▶ _Text shown_:
>>>>

A merry lunch with many merry Merlot

Our lunch group enjoyed another fine luncheon at The Santa Barbara Club with a wine theme of world wide Merlot. Most were decanted.

Chef Humberto prepared a much appreciated special menu to compliment the wines:

First Course
Mushroom Bisque

Second Course
Tournedos Rossini with truffle-potato puree, wild chanterelle mushrooms and mousse pate

Third Course
Lamb medallion with rice-bean cake and lamb reduction

Cheese Course
Humboldt Fog

Flourless chocolate cake with creme anglaise

The wines in order:

NV CAMILLE-SAVES BRUT ROSE- this came from my cellar after having rested for about 4 years from time of purchase; it was a good bottle generously giving bright red fruit notes with a noticeable amount of sweetness but not cloyingly so; on the palate, red cherry and strawberry fruit was most prevalent; it was fun and frolicky with a frothy mousse and a perfect beginning for the wines that followed.

1998 CHATEAU MONBOUSQUET SAINT-EMILION- 60% Merlot, 30% Cabernet Sauvignon, 10% Cabernet Franc, bottled unfined and unfiltered after 18 months in 100% new oak, with aging on the lees; the nose was so inviting with loads of concentrated dark fruit which on the palate translated into cedar, leather and chocolate laden black cherry/ berry; it was rich and full bodied with really soft and smooth mouthfeel; underlying tannins hold off until past mid palate when they stiffen a bit and create a somewhat dry finish. Loved this wine and if in my cellar, it goes on for another 10+ years before re-trying.

1995 MAYACAMAS VINEYARDS MERLOT NAPA- 100% Merlot; the nose had mild notes of leather, talc, cranberry and blackberry which continued on and was joined by blueberry and black plum; it was medium in weight and body texture and did not have all that much depth; this was more elegant and feminine and really easy all the way through; a touch of Brett hung out in the background.

1998 DUCKHORN THREE PALMS VINEYARD MERLOT NAPA- although this was really good, the nose and taste had very unexpected notes of spice, cinnamon and clove accented blue and black fruit; it had that Merlot softness which added elegance to the entire experience. It was good, but very different from what was expected.

<<<<

▶ _Required task_:
Can you transcribe the part of the Merlot lunch write-up that opens with the words containing "1995 MAYACAMAS VINEYARDS" and closes with "in the background."? None of the data is needed.

▶ _Dataset extract_:
>>>>

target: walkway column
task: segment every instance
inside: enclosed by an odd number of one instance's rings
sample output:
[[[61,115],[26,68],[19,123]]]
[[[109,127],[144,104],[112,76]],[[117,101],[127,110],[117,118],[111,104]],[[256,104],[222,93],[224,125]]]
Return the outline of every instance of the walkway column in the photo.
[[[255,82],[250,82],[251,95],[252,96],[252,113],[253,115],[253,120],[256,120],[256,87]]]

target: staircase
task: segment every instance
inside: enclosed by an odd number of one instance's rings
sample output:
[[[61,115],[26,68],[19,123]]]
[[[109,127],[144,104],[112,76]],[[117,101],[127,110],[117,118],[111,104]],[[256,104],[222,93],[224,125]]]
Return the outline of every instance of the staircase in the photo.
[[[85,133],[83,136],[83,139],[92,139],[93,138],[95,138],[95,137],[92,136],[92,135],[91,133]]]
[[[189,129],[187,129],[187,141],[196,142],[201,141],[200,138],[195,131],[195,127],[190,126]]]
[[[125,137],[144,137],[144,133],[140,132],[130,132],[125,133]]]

<<<<

▶ _In response_:
1995 MAYACAMAS VINEYARDS MERLOT NAPA- 100% Merlot; the nose had mild notes of leather, talc, cranberry and blackberry which continued on and was joined by blueberry and black plum; it was medium in weight and body texture and did not have all that much depth; this was more elegant and feminine and really easy all the way through; a touch of Brett hung out in the background.